Records supplied below:

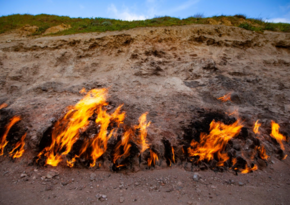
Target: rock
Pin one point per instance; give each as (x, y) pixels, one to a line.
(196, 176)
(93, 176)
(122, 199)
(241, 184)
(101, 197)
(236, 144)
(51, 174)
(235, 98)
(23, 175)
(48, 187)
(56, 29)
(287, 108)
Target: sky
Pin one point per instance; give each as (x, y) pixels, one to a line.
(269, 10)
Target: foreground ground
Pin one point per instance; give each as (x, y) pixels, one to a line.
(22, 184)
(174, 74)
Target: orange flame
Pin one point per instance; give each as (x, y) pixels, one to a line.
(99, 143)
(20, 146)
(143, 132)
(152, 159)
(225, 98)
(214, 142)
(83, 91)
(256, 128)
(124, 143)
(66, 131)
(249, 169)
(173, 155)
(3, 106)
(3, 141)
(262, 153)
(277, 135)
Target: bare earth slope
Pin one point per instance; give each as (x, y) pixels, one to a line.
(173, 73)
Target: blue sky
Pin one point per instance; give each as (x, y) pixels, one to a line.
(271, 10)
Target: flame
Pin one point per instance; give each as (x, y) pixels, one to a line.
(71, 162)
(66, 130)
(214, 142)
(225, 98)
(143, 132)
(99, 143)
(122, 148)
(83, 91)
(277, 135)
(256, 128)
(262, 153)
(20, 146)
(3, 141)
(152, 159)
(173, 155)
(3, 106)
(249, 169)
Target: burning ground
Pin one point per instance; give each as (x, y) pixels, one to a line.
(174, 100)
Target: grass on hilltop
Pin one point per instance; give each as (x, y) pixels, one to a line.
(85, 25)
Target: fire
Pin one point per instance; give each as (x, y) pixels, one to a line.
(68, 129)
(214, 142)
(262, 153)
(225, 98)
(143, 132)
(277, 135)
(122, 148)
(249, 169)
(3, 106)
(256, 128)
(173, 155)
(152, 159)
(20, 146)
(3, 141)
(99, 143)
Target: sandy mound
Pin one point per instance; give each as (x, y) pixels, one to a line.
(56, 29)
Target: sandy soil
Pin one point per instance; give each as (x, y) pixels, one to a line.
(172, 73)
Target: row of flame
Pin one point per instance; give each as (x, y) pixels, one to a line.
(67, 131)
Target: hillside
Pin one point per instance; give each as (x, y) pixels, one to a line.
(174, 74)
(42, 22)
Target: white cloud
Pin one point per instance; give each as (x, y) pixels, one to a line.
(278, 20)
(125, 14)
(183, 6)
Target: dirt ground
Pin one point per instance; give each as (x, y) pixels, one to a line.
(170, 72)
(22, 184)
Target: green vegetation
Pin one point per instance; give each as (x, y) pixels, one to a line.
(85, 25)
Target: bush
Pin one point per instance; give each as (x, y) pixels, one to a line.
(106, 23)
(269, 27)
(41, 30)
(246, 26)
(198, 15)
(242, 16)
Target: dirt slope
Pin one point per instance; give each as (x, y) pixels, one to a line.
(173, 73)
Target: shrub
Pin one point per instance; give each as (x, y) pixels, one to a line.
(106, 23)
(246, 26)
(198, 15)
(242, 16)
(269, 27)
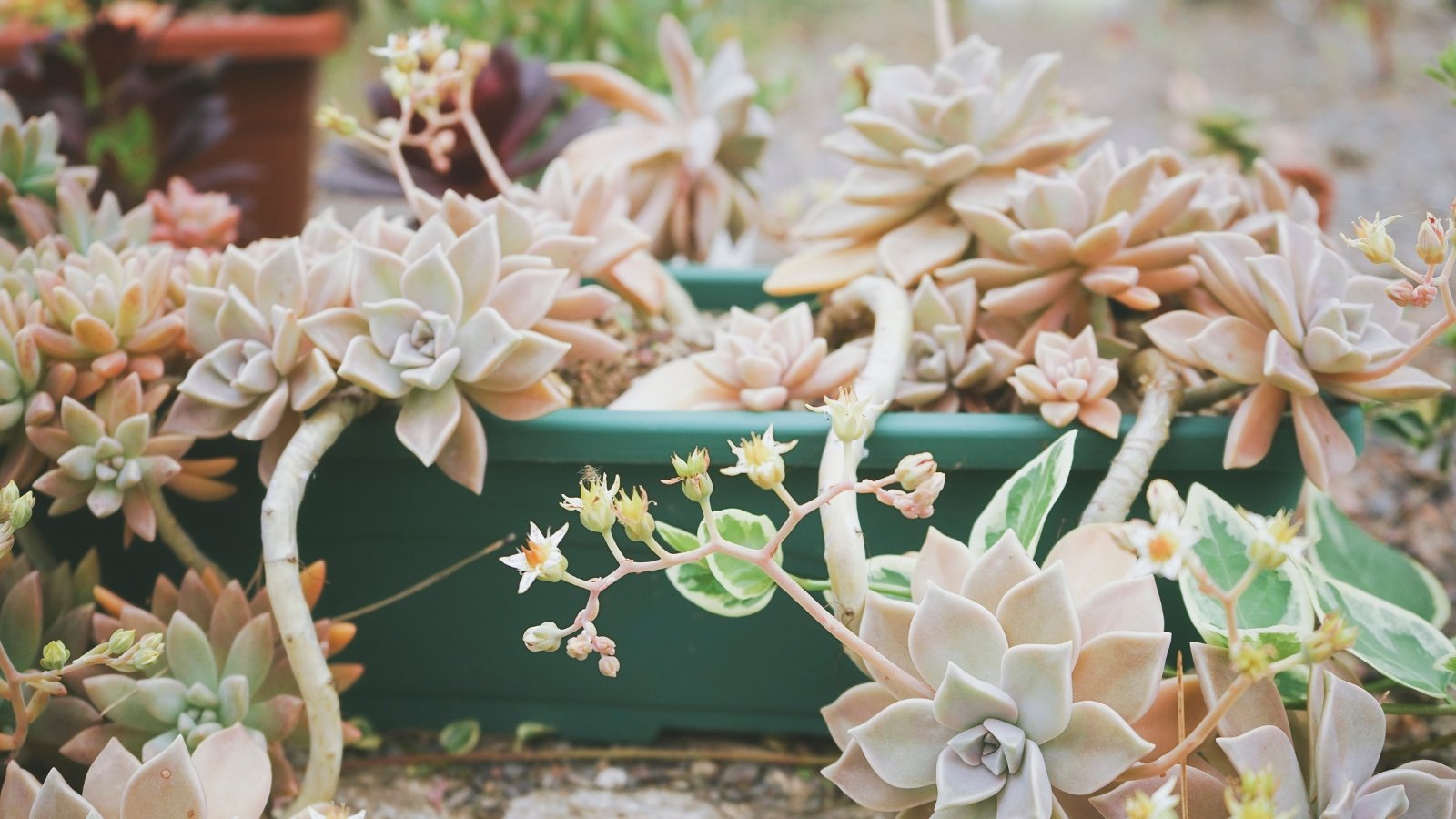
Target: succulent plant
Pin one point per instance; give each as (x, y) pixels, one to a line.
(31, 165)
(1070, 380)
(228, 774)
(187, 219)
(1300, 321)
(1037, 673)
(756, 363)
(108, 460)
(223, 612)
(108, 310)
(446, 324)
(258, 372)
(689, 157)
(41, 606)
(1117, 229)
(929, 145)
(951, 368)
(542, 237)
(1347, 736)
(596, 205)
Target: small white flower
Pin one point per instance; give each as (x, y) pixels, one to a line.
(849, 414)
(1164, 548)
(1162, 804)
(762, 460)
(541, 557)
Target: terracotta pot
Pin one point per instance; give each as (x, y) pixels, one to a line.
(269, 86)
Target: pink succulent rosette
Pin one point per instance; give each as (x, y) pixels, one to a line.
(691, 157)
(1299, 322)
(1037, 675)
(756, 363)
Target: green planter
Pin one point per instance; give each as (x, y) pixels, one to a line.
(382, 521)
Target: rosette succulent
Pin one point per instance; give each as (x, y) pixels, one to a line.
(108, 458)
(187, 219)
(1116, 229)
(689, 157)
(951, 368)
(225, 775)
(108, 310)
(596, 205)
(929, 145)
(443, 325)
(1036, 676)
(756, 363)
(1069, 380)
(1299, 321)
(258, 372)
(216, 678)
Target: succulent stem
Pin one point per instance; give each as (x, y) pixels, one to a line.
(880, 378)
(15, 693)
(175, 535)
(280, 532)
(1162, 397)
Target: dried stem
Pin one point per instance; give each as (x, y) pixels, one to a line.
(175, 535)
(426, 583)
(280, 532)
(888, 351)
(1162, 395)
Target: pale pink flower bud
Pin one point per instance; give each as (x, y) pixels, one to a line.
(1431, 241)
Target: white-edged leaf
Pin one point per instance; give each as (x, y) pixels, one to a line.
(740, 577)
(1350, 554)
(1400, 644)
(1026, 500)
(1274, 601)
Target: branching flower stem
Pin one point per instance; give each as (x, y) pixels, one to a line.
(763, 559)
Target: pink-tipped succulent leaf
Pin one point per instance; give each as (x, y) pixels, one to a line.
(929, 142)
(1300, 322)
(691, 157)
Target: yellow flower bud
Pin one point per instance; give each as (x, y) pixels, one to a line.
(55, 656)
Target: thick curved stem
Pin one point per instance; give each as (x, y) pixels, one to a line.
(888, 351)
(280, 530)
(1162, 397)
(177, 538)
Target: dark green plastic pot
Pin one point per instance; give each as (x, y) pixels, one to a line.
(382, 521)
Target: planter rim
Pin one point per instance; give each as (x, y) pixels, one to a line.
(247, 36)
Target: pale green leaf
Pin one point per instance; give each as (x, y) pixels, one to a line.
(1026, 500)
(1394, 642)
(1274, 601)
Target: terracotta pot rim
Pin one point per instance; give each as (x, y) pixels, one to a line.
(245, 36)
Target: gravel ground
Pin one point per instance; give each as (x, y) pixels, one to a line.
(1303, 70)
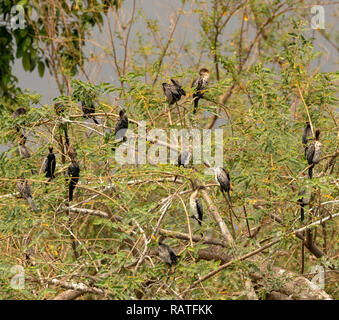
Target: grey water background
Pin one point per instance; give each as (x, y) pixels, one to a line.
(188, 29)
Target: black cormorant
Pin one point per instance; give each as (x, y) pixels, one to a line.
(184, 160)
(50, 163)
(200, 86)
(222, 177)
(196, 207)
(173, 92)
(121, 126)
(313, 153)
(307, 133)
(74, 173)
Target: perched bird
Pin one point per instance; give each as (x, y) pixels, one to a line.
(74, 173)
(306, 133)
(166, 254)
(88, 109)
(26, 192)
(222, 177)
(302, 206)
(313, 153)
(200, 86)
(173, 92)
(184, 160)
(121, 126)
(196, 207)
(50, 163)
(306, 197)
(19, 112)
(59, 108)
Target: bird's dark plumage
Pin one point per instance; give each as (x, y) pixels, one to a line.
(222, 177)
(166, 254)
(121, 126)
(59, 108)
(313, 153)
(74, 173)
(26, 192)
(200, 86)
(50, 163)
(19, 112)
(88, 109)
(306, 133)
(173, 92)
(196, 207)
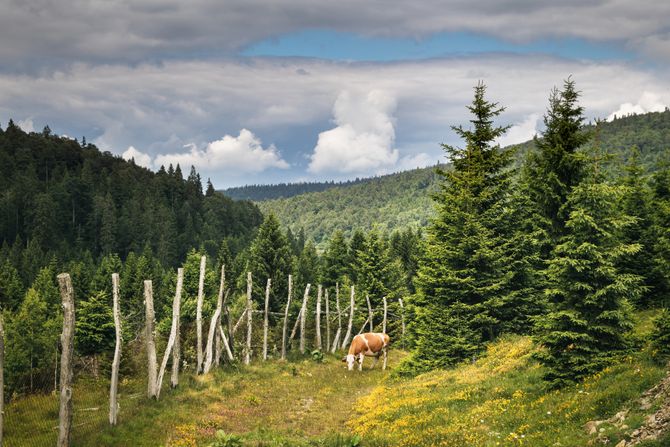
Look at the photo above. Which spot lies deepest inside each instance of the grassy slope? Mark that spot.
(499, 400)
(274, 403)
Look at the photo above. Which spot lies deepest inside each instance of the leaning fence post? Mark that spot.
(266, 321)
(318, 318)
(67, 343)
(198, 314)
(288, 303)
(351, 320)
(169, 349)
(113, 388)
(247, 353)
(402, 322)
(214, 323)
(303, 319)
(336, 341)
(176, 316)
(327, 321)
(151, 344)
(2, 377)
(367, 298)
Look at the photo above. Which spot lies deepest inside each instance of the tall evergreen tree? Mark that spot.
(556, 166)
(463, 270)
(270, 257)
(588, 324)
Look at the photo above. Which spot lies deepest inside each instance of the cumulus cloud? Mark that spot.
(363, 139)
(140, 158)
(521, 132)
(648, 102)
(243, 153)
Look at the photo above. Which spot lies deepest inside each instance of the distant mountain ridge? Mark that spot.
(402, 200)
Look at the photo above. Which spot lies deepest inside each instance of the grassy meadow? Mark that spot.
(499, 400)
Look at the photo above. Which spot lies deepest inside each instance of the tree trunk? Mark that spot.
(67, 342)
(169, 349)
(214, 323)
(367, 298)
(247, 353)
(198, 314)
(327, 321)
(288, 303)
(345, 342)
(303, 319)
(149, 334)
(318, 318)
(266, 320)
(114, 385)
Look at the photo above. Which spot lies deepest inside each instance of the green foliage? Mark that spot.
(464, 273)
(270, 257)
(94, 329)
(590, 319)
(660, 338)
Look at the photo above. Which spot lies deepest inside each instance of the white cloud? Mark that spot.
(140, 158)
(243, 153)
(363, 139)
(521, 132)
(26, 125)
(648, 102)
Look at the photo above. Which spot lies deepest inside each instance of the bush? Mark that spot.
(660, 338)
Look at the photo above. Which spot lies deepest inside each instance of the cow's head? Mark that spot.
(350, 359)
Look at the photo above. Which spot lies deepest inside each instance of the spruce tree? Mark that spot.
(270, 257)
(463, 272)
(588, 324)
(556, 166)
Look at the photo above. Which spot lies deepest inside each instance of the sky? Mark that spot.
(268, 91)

End of Records supplied.

## Goal of the exercise
The reply should consist only of the lines from the top of the material above through the line with "Target: flame", printed exactly, pictures omitted.

## Solution to this exercise
Target: rock
Pin one point per instance; give each as (x, y) pixels, one to a line.
(196, 176)
(93, 176)
(122, 199)
(241, 184)
(101, 197)
(236, 144)
(51, 174)
(235, 98)
(23, 175)
(48, 187)
(56, 29)
(287, 108)
Target: sky
Pin one point per instance; give each as (x, y) pixels, one to a line.
(269, 10)
Target: foreground ground
Pin one point per instance; give each as (x, y) pixels, one to a line.
(22, 184)
(174, 74)
Target: orange flame
Pin one point per instance; give each as (x, y) pixels, one to a line.
(99, 143)
(20, 146)
(143, 132)
(152, 159)
(225, 98)
(214, 142)
(83, 91)
(256, 128)
(124, 143)
(66, 131)
(249, 169)
(173, 155)
(3, 106)
(3, 141)
(262, 153)
(277, 135)
Target: bare earth slope
Pin one point per instance; give each as (x, y) pixels, one to a line.
(173, 73)
Target: blue sky
Pin one point per instance; give each as (x, y) pixels, one to a line.
(271, 10)
Target: flame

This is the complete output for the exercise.